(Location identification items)
========================================

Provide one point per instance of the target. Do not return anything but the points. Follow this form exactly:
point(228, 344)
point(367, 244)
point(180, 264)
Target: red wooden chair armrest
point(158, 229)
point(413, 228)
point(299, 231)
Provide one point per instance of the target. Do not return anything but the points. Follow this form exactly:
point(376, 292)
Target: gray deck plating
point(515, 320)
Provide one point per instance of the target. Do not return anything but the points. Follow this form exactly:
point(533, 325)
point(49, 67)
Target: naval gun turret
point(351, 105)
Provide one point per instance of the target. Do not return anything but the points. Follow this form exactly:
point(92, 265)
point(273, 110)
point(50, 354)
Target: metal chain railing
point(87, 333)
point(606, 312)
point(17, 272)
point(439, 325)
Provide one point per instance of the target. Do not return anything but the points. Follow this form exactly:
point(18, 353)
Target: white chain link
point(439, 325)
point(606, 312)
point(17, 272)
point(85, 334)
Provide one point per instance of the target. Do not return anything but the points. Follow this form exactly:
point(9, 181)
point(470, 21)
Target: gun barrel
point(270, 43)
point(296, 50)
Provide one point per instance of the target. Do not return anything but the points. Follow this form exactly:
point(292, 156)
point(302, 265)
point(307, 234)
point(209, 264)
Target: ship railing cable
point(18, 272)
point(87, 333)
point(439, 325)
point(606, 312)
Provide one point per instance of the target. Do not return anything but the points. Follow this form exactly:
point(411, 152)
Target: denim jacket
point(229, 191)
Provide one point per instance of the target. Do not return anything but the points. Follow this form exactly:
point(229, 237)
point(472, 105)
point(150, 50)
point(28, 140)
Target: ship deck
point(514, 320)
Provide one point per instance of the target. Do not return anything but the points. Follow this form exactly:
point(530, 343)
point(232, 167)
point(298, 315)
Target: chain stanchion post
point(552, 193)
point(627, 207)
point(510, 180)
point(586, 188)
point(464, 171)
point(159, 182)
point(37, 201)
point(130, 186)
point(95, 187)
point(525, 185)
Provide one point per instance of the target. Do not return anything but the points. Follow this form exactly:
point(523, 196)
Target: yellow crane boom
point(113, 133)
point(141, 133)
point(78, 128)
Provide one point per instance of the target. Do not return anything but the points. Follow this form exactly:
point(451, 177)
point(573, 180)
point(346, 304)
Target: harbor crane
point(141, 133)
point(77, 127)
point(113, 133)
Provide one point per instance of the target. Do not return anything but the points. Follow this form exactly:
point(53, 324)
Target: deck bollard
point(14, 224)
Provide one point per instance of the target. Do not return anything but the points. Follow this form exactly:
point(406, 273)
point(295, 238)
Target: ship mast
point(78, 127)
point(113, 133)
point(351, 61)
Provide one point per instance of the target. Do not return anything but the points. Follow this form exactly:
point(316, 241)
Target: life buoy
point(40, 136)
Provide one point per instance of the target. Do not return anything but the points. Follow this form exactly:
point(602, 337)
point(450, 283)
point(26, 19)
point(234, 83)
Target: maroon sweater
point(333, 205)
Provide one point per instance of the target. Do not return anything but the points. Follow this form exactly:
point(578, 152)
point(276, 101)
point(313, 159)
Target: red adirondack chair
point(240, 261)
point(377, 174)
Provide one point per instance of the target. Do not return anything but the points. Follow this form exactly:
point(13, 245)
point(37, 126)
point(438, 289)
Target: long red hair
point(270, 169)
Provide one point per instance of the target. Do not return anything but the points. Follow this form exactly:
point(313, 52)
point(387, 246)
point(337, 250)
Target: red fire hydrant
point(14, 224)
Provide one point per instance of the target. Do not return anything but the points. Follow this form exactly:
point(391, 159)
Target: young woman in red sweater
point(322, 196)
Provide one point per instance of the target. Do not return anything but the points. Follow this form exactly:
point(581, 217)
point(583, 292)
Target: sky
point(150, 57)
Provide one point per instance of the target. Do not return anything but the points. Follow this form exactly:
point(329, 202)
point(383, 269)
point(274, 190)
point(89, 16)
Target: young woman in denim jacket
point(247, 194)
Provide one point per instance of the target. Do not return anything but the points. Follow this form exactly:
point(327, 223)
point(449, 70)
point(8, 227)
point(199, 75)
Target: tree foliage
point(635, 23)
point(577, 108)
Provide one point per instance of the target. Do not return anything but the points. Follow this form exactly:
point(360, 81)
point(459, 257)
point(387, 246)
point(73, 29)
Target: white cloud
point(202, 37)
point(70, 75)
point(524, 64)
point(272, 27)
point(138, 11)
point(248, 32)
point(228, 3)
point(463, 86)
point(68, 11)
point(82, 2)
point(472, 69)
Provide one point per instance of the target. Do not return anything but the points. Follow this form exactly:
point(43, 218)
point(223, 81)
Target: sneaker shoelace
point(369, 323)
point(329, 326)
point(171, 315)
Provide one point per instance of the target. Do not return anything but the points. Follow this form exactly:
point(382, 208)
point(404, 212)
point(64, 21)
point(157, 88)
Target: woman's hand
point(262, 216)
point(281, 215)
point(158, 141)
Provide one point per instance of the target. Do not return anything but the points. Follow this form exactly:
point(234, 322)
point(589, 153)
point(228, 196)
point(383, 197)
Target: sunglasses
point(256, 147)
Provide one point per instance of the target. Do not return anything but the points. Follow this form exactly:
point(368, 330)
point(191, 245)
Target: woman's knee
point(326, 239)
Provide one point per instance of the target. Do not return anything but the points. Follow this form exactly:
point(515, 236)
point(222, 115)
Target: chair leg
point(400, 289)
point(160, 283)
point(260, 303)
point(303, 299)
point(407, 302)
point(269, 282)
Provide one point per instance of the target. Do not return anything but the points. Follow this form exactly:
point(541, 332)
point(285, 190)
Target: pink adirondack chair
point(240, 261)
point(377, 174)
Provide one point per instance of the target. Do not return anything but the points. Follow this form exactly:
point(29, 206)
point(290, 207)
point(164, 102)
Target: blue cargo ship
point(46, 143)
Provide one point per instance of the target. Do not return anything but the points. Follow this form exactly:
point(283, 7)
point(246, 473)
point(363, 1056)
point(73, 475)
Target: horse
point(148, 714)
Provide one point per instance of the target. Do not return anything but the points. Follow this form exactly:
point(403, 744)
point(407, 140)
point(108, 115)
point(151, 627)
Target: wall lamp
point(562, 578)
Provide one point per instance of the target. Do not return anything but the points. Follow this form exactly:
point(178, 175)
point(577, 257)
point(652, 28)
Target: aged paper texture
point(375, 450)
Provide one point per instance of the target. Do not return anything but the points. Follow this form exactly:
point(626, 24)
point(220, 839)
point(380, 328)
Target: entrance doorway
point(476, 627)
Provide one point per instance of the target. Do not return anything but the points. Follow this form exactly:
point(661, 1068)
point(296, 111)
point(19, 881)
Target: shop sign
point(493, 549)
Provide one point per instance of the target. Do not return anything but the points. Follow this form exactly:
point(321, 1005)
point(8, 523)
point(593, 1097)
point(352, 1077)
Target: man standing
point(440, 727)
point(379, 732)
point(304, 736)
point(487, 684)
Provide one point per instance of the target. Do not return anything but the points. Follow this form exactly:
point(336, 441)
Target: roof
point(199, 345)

========================================

#### Job
Nothing should be changed: write out all of the data as is.

#### Written answer
Provide one point per instance of the target. Do not return anything but the points. Follow this form exactly:
point(228, 344)
point(367, 244)
point(180, 264)
Target: red wooden chair armrest
point(158, 229)
point(413, 228)
point(299, 231)
Provide one point per instance of the target. Do not return anything but the points. Follow this form exactly:
point(376, 292)
Target: gray deck plating
point(515, 320)
Provide one point per instance of the target. Do not return anything but the points. Follow this form exactly:
point(533, 325)
point(49, 67)
Target: naval gun turret
point(351, 105)
Provide one point per instance of the target. Do not return anything but the points. Follow this form exactly:
point(92, 265)
point(273, 110)
point(50, 354)
Target: metal chain railing
point(87, 333)
point(606, 312)
point(17, 272)
point(439, 325)
Provide one point per instance of the target. Do not return anything but the points. Follow this form exactly:
point(18, 353)
Target: white chain link
point(439, 325)
point(606, 312)
point(17, 272)
point(85, 334)
Provide one point per instance of the target. Do not return anything but the points. Follow this form exactly:
point(9, 181)
point(470, 21)
Target: gun barrel
point(270, 43)
point(296, 50)
Provide one point per instance of the target. Do not return anything but the points. Follow this form exactly:
point(292, 156)
point(302, 265)
point(307, 234)
point(209, 264)
Target: ship railing cable
point(18, 272)
point(87, 333)
point(439, 325)
point(606, 312)
Provide one point per instance of the target. Do not return anything but the points. Follow this form exactly:
point(411, 152)
Target: denim jacket
point(229, 191)
Provide one point per instance of the target. Do not return anything but the points. Follow this form exactly:
point(229, 237)
point(472, 105)
point(150, 50)
point(28, 140)
Target: ship deck
point(514, 320)
Provide one point per instance of the target. Do not return anything but the points. Follow this form exactly:
point(530, 343)
point(232, 167)
point(298, 315)
Target: chain stanchion post
point(552, 193)
point(627, 207)
point(510, 180)
point(586, 188)
point(464, 171)
point(159, 182)
point(37, 201)
point(130, 186)
point(95, 187)
point(525, 185)
Provide one point per instance of the target. Do not return anything but the points. Follow this form exactly:
point(523, 196)
Target: yellow crane boom
point(113, 133)
point(141, 133)
point(78, 128)
Provide one point per instance of the target. Do not return anything but the points. Follow this form exactly:
point(451, 177)
point(573, 180)
point(346, 304)
Target: harbor crane
point(141, 133)
point(77, 127)
point(113, 133)
Provide one point per instance of the target. Do not return anything but the points. Follow this form exactly:
point(53, 324)
Target: deck bollard
point(14, 224)
Provide one point per instance of the target. Do not return anything but the points. Follow this form exactly:
point(406, 273)
point(295, 238)
Target: ship mast
point(78, 127)
point(113, 133)
point(351, 61)
Provide one point per instance of the target. Do not return anything but the points. Follow this form exactly:
point(316, 241)
Target: life buoy
point(40, 136)
Provide one point per instance of the target. Do not return anything but the points. Follow this form exactly:
point(602, 337)
point(450, 283)
point(26, 19)
point(234, 83)
Target: maroon sweater
point(333, 205)
Provide one point per instance of the target. Do not return anything but the points. Follow this form exactly:
point(578, 152)
point(276, 101)
point(313, 159)
Target: red adirondack chair
point(240, 261)
point(377, 174)
Provide one point per instance of the target. Do not return anything but the points. Follow this form exactly:
point(13, 245)
point(37, 126)
point(438, 289)
Target: long red hair
point(270, 169)
Provide one point per instance of the target. Do not return anything but the points. Follow this form exactly:
point(313, 52)
point(387, 246)
point(337, 250)
Target: red fire hydrant
point(14, 224)
Provide one point per instance of the target. Do not return anything but the points. Follow this form exactly:
point(391, 159)
Target: young woman in red sweater
point(322, 196)
Provide one point per instance of the target. Do not return anything but the points. Follow this form exactly:
point(581, 217)
point(583, 292)
Target: sky
point(150, 57)
Provide one point per instance of the target. Do not return anything but the points. Follow this form exactly:
point(329, 202)
point(383, 269)
point(274, 190)
point(89, 16)
Target: young woman in denim jacket
point(247, 194)
Provide one point per instance of the target. Do not return anything but the points. Follow this form exactly:
point(327, 223)
point(449, 70)
point(8, 227)
point(199, 75)
Target: tree foliage
point(635, 23)
point(577, 108)
Provide one point per instance of the target. Do not return anything but the points. Follow this form exactly:
point(360, 81)
point(459, 257)
point(387, 246)
point(73, 29)
Target: white cloud
point(202, 37)
point(70, 75)
point(524, 64)
point(272, 27)
point(138, 11)
point(248, 32)
point(228, 3)
point(463, 86)
point(68, 11)
point(82, 2)
point(472, 69)
Provide one point per instance of the target. Do not return anything but the points. Follow this form exactly:
point(43, 218)
point(223, 81)
Target: sneaker shoelace
point(369, 323)
point(329, 326)
point(171, 315)
Provide one point per instance of the target. Do not return anything but the points. Follow this form exactly:
point(382, 208)
point(404, 212)
point(64, 21)
point(157, 88)
Target: woman's hand
point(262, 216)
point(281, 215)
point(158, 141)
Provide one point per instance of the target. Do not return anything but the points. Follow this form exactly:
point(234, 322)
point(589, 153)
point(228, 196)
point(383, 197)
Target: sunglasses
point(256, 147)
Provide one point per instance of the target. Do not return anything but the points. Follow this form exactly:
point(368, 330)
point(191, 245)
Target: woman's knee
point(326, 239)
Provide one point per instance of the target. Do not return anything but the points. Follow this form exactly:
point(515, 236)
point(222, 115)
Target: chair leg
point(400, 289)
point(160, 283)
point(260, 303)
point(303, 299)
point(407, 302)
point(269, 282)
Provide one point per instance of the target. Do not return anything but the points. Follow this form exactly:
point(541, 332)
point(285, 190)
Target: pink adirondack chair
point(240, 261)
point(377, 174)
Provide one point per instance of the target. Do not return anything but the points. Follow this form exactly:
point(29, 206)
point(290, 207)
point(164, 102)
Target: blue cargo ship
point(46, 143)
Provide one point per instance of the target. Do not return anything but the points. Follow this form exactly:
point(283, 7)
point(246, 473)
point(363, 1056)
point(73, 475)
Target: horse
point(148, 714)
Provide one point per instance of the target. Do not return anything but the points. Follow this form exactly:
point(403, 744)
point(407, 140)
point(108, 115)
point(151, 627)
Target: wall lamp
point(562, 578)
Provide one point per instance of the target. Do not return anything but the points. Follow this form exactly:
point(178, 175)
point(577, 257)
point(652, 28)
Target: aged paper texture
point(375, 450)
Provide one point per instance of the target. Do not return anything but the points. Follow this form exactly:
point(626, 24)
point(220, 839)
point(380, 328)
Target: entrance doorway
point(476, 627)
Provide one point per instance of the target. Do not return anything but the points. Follow this form exactly:
point(661, 1068)
point(296, 111)
point(19, 881)
Target: shop sign
point(493, 549)
Provide one point per instance of the target. Do not return anything but the points. Follow this form exactly:
point(321, 1005)
point(8, 523)
point(593, 1097)
point(352, 1077)
Target: man standing
point(440, 727)
point(379, 732)
point(304, 736)
point(487, 684)
Provide one point per instance of the target. Do not return anything but the points. Follow this form exactly:
point(336, 441)
Target: roof
point(199, 345)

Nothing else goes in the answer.